═════ Selected text ═════

There are at least five different ways in which social science has been said to be Eurocentric. These do not constitute a logically tight set of categories, since they overlap in unclear ways. Still, it might be useful to review the allegations under each heading. It has been argued that social science expresses its Eurocentrism in 1) its historiography, 2) the parochiality of its universalism, 3) its assumptions about (Western) civilization, 4) its Orientalism, and 5) its attempts to impose the theory of progress.

This is the explanation of European dominance of the modern world by virtue of specific European historical achievements. The historiography is probably fundamental to the other explanations, but it also the most obviously naive variant and the one whose validity is most easily put in question. Europeans in the last two centuries have unquestionably sat on top of the world. Collectively, they have controlled the wealthiest and militarily most powerful countries. They have enjoyed the most advanced technology and were the primary creators of this advanced technology. These facts seems largely uncontested, and are indeed hard to contest plausibly. The issue is what explains this differential in power and standard of living with the rest of the world. One kind of answer is that Europeans have done something meritorious and different from peoples in other parts of the world. This is what is meant by scholars who speak of the ‘European miracle’.footnote2 Europeans have launched the industrial revolution or sustained growth, or they have launched modernity, or capitalism, or bureaucratization, or individual liberty. Of course, we shall need then to define these terms rather carefully and discover whether it was really Europeans who launched whatever each of these novelties are supposed to be, and if so exactly when.

But even if we agree on the definition and the timing, and therefore, so to speak, on the reality of the phenomenon, we have actually explained very little. For we must then explain why it is that Europeans, and not others, launched the specified phenomenon, and why they did so at a certain moment of history. In seeking such explanations, the instinct of most scholars has been to push us back in history to presumed antecedents. If Europeans in the eighteenth or sixteenth century did x, it is said to be probably because their ancestors—or attributed ancestors, for the ancestry may be less biological than cultural, or assertedly cultural—did, or were, y in the eleventh century, or in the fifth century bc or even further back. We can all think of the multiple explanations that, once having established or at least asserted some phenomenon that has occurred in the sixteenth to nineteenth centuries, proceed to push us back to various earlier points in European ancestry for the truly determinant variable.

═════ Given entries ═════

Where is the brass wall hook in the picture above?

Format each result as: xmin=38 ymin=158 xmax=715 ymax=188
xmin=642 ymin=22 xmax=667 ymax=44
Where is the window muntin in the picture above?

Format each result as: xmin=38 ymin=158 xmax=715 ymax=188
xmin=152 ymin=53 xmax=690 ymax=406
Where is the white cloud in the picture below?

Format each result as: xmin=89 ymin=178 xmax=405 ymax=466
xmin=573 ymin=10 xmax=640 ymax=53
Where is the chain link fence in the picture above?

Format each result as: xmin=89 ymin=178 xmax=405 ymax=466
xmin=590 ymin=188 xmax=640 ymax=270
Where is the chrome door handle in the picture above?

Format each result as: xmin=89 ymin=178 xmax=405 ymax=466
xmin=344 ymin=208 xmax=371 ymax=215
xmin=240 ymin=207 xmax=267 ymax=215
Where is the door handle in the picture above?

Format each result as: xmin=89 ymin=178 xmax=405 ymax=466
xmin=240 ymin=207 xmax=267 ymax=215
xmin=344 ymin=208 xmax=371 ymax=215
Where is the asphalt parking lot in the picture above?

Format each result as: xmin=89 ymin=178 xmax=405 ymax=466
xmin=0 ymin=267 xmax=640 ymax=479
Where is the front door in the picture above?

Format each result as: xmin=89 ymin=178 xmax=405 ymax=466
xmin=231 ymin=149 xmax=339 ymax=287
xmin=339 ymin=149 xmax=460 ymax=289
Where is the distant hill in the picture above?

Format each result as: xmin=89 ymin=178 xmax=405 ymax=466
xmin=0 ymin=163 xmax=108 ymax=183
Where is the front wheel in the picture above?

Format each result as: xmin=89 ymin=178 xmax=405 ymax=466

═════

> **Exercise details**
Write out the passage on Eurocentrism in social science word for word, starting with "There are at" and going on through "theory of progress.".

> **Task answer**
There are at least five different ways in which social science has been said to be Eurocentric. These do not constitute a logically tight set of categories, since they overlap in unclear ways. Still, it might be useful to review the allegations under each heading. It has been argued that social science expresses its Eurocentrism in 1) its historiography, 2) the parochiality of its universalism, 3) its assumptions about (Western) civilization, 4) its Orientalism, and 5) its attempts to impose the theory of progress.